Problem details:
Return each line of the rows below that contains the word "tall", copied without changes.

Stored data:
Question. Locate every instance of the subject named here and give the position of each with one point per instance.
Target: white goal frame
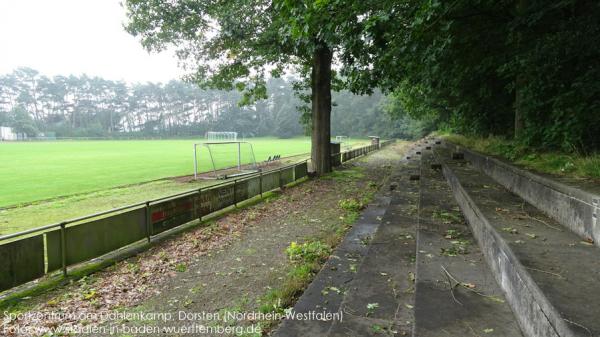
(221, 136)
(212, 160)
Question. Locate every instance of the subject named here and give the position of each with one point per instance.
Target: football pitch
(33, 171)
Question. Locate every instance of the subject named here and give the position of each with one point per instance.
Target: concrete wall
(574, 208)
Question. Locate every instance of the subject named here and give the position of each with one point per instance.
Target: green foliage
(351, 205)
(471, 66)
(308, 252)
(577, 165)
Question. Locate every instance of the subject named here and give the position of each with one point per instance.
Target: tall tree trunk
(519, 106)
(520, 80)
(321, 109)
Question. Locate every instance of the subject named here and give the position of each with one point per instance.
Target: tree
(236, 44)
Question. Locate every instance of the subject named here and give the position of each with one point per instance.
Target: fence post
(63, 248)
(280, 185)
(148, 222)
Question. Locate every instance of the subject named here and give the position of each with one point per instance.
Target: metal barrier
(31, 254)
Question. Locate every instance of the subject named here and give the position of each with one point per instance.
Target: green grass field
(33, 171)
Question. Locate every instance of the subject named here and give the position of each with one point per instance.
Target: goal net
(214, 136)
(223, 159)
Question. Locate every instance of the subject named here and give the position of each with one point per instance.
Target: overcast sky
(64, 37)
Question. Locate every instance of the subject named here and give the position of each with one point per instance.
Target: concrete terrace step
(456, 293)
(550, 276)
(337, 272)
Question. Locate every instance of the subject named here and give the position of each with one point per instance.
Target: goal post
(221, 136)
(231, 158)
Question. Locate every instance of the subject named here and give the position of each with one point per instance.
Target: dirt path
(226, 266)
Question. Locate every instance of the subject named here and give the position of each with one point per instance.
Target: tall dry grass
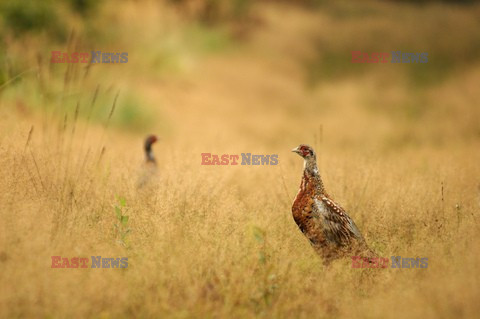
(219, 241)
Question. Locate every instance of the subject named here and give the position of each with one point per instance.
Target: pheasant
(150, 167)
(330, 230)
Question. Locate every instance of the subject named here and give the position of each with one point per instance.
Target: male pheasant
(331, 232)
(149, 170)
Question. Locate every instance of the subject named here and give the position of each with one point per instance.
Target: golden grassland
(219, 241)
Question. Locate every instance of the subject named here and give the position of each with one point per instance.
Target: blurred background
(398, 145)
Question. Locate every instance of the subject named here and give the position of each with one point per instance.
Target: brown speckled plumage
(330, 230)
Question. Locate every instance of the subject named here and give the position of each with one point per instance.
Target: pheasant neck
(149, 153)
(311, 173)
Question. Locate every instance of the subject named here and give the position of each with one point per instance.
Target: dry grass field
(398, 146)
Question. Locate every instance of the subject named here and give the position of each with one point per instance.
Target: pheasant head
(148, 148)
(310, 165)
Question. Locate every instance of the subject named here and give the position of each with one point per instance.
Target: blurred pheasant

Output below:
Target: tall tree trunk
Target: tall dry grass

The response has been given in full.